Historic house in Wisconsin, United States

Harold C. Bradley House, also known as Mrs. Josephine Crane Bradley Residence, is a Prairie School home designed by Louis H. Sullivan and George Grant Elmslie. It is located in the University Heights Historic District of Madison, Wisconsin, United States. A National Historic Landmark, it is one of just a few residential designs by Sullivan, and one of only two Sullivan designs in Wisconsin.

== History ==
When Harold C. Bradley, a biochemistry professor at the University of Wisconsin–Madison and a founder of the Hoofers Club, married Josephine Crane, her grandfather Richard T. Crane built this house for them as a present. Money was not a concern, and Crane hired the prestigious Chicago firm of Louis Sullivan to design a large home in the then-popular Prairie style. The house is two stories with a T-shaped footprint, with distinctive cantilevered sections that hold sleeping porches. (A sleeping porch was a way to deal with hot summer nights before there was air conditioning.) At the back is a porte-cochère. The architects also designed furniture, rugs, draperies and fixtures inside. Though Sullivan was the principal of the firm, George Elmslie may have designed much of the house and furnishings.

Exercise: Decide whether each statement agrees with the passage on the Harold C. Bradley House, answering yes or no and quoting the deciding words: (a) The house has a T-shaped footprint. (b) Harold C. Bradley's grandfather built the house. (c) The house is the only Sullivan design in Wisconsin.

Dataset excerpt:
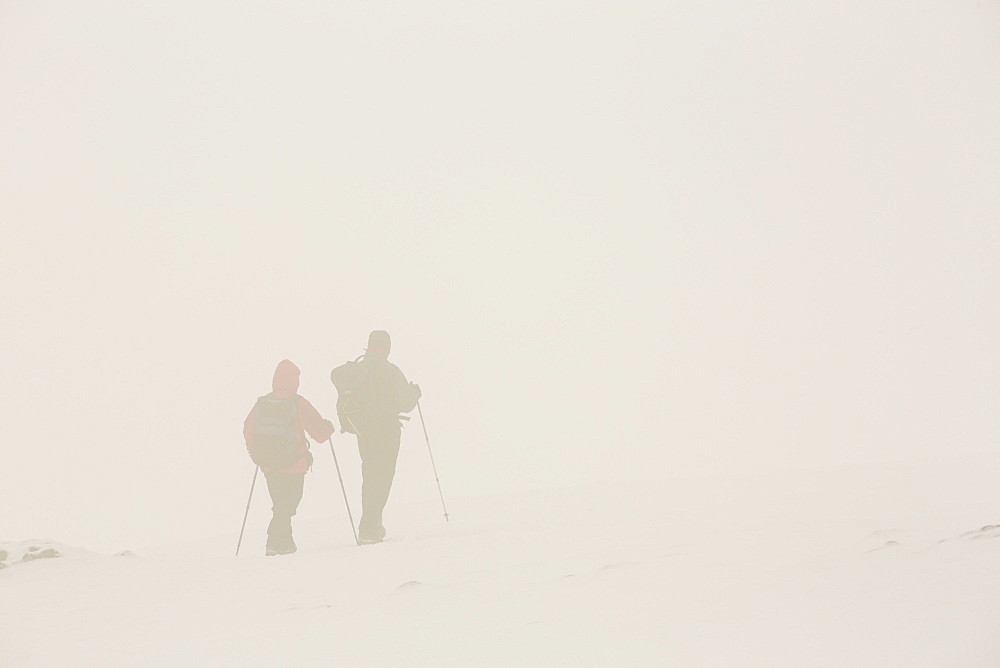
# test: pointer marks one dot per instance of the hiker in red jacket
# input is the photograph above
(285, 484)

Reply to the task:
(a) Yes: "The house is two stories with a T-shaped footprint"
(b) No: "her grandfather Richard T. Crane built this house for them as a present"
(c) No: "one of only two Sullivan designs in Wisconsin"